▶ **Passage shown**:

· · · ·

Eternal Strands’ developer, Yellow Brick Games, is made up of BioWare and Ubisoft veterans and it shows. You’ve got dense lore, likeable characters, great writing, and some light role-playing moments – but also that constant sensation everyone is an archetype rather than an individual. You’ve got beautiful regions that are a joy to traverse, entertaining elemental and physics interactions, and epic battles against giant foes – but also boring quest design and crafting mechanics that barely hide the fact they’re built on repetition. In contrast to so many recent releases, it feels smartly made and polished right out the gate, then proceeds to drag out the experience to the point I started disliking it the longer I played.

Give me more nice stories about nice people doing nice things

The setting, the cast, and their interactions with one another are perhaps Eternal Strands’ strongest element, even if it’s fantasy world and inhabitants draw on visual designs and cliches we’ve seen many times before. Protagonist Brynn – human-looking and not customisable beyond her gear and personality during some conservations – has joined of a roaming band of Weavers; think magic users that fell out of favour after “The Surge” originated from their homeland decades earlier. A cataclysmic event that led to numerous deaths across the Mayda Basin, followed by political upheaval, climate change, social unrest, and war.

She and her companions – a smith and her apprentice, an enchanter, an archivist, and caravan master – all follow veteran Weaver, Oria, and are looking to pierce a magical veil that surrounds their former homeland, The Enclave. After the tutorial ends with the band dashing to safety through the Veil, assisted by an Enclave automaton known as an “ark”, they find themselves stranded on the other side, with a vast wilderness and ruined cities full of hostile arks and magical beasts that have proliferated after The Surge. As the band’s new “point”, it’s up to Brynn to explore each new region for supplies, survivors, and clues to the fate of The Enclave during its decades of isolation.

Unsurprisingly, a diverse cast means different priorities they want her to tackle first, but Eternal Strands ultimately tells the same story regardless of your actions. There is alternate dialogue and some optional conversations that account for the order you tackle quests, but they converge towards the end of each act. Similarly, while you can shape Brynn’s personality during conversations – think brash, pragmatic, or cautious responses – it seems to have little impact on how subsequent quests play out, including a few moments of collective stupidity contrived to push the plot forward.

· · · ·

▶ **Data shown**:
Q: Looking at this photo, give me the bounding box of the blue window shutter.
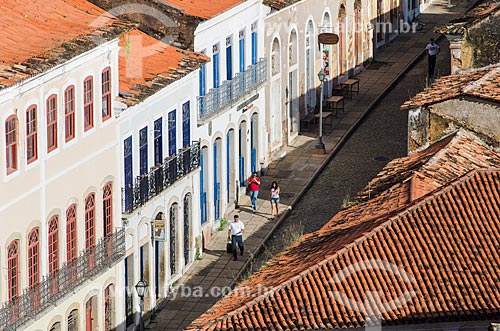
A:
[168,110,177,156]
[240,38,245,72]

· · · ·

▶ **The tasks**:
1. According to the Eternal Strands review, which studio developed the game?
2. Rewrite the part of the Eternal Strands review between "Give me more" and "unrest, and war.", inclusive, swapping "Mayda Basin" for "Mayda Valley".
3. Carry on the Eternal Strands review from the point at which it stops.

▶ **Answers provided**:
1. Yellow Brick Games.

2.
Give me more nice stories about nice people doing nice things

The setting, the cast, and their interactions with one another are perhaps Eternal Strands’ strongest element, even if it’s fantasy world and inhabitants draw on visual designs and cliches we’ve seen many times before. Protagonist Brynn – human-looking and not customisable beyond her gear and personality during some conservations – has joined of a roaming band of Weavers; think magic users that fell out of favour after “The Surge” originated from their homeland decades earlier. A cataclysmic event that led to numerous deaths across the Mayda Valley, followed by political upheaval, climate change, social unrest, and war.

3.
Perhaps more compelling are a string of optional companion quests that reveal more about their personalities, past trauma, current dynamics, a bit of world-building, and even Brynn’s past during lengthy discussions that let you dig deeper if you want. Everyone ultimately feels like an archetype designed to explore specific themes, but it’s hard not to admire their unflinching support for one another during a crisis. Coming off 50 hours with STALKER 2: Heart of Chornobyl and another 50 replaying the original STALKER Trilogy console ports, it felt pleasantly uplifting and heartwarming – even if you could argue the interactions feel too unnatural at times.

Unfortunately, narrative pacing and the momentum of the overarching plot is tied to quest progression… which brings us to the gameplay loop.

Fluid, fun, flexible, formulaic, and increasingly frustrating

As a third-person action-adventure hybrid, Eternal Strands starts strong but falters over time. How quickly will likely depend on your tolerance for repetitive and increasingly mundane busywork-driven progression.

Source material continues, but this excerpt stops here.